Action item: In the passage on culture, copy the section that starts with "The two definitions" and ends with "or the tool.", swapping "laundry list" for "catalog".

Source document:
Sir Edward B. Tylor wrote in 1871 that
- culture or civilization, taken in its wide ethnographic sense, is that complex whole which includes knowledge, belief, art, morals, law, custom, and any other capabilities and habits acquired by man as a member of society
while a 2002 document from the United Nations agency UNESCO states that culture is the
- set of distinctive spiritual, material, intellectual and emotional features of society or a social group, and that it encompasses, in addition to art and literature, lifestyles, ways of living together, value systems, traditions and beliefs. UNESCO, 2002
While these two definitions range widely, they do not exhaust the many uses of this concept - in 1952 Alfred Kroeber and Clyde Kluckhohn compiled a list of more than 200 different definitions of culture in their book, Culture: A Critical Review of Concepts and Definitions [Kroeber and Kluckhohn, 1952].
The two definitions stated above, as well as many others, offer a laundry list of things that comprise culture. The list items are treated as objects with an existence and life-line of their own. For example, a law, a stone tool, a marriage, come into space-time at one set of coordinates and go out of it another. While here, they change, so that one may speak of the evolution of the law or the tool.
A culture, then, is by definition at least a set of cultural objects. Leslie White asked, what sort of objects are they? Are they physical objects? Mental objects? Both? Metaphors? Symbols? Reifications? In Science of Culture, published in 1949, he finally concluded that they are objects sui generis, of their own kind. In trying to capture what that kind is, he hit upon a previously unrealized aspect of symbolization, which he called the symbolate. He then defined culture as
- symbolates understood in an extra-somatic context.

[Records from a data source]
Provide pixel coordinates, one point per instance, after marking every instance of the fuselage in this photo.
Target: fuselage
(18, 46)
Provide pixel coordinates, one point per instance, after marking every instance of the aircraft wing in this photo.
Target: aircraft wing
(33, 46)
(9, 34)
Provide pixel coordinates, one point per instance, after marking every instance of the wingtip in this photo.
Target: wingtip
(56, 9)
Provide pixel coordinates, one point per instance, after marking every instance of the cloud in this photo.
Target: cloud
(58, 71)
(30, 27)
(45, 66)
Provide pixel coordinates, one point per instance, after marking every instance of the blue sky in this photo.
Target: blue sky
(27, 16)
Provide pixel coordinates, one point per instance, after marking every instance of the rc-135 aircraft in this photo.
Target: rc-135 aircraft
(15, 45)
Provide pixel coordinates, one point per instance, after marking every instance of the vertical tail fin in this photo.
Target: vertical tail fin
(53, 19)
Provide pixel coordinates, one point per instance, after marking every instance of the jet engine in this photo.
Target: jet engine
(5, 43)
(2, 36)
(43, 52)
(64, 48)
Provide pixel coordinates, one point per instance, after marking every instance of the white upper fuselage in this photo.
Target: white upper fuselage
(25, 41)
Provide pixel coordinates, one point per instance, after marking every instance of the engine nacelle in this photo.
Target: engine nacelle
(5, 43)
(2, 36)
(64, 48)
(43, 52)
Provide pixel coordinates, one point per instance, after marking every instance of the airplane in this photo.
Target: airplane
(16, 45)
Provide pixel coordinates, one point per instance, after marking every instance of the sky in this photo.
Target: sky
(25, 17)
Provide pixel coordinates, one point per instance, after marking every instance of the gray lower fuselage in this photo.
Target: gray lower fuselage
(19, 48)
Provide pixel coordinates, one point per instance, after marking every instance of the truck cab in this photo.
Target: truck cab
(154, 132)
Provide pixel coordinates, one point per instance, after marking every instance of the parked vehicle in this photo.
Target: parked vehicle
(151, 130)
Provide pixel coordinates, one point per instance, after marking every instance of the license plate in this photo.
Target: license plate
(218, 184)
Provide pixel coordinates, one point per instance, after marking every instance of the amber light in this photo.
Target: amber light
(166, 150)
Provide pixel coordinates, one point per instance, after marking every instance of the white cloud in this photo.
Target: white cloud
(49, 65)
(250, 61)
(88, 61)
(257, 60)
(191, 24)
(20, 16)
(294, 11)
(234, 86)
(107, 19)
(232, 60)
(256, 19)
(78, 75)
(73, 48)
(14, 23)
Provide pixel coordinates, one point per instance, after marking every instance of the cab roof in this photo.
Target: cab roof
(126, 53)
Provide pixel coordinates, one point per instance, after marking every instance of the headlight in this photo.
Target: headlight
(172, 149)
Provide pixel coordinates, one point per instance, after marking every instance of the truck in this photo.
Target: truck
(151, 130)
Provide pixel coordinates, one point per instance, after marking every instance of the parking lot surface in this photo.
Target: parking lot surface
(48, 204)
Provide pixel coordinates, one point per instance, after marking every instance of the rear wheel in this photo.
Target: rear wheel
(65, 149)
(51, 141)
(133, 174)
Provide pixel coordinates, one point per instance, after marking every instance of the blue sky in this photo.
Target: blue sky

Output for this task:
The two definitions stated above, as well as many others, offer a catalog of things that comprise culture. The list items are treated as objects with an existence and life-line of their own. For example, a law, a stone tool, a marriage, come into space-time at one set of coordinates and go out of it another. While here, they change, so that one may speak of the evolution of the law or the tool.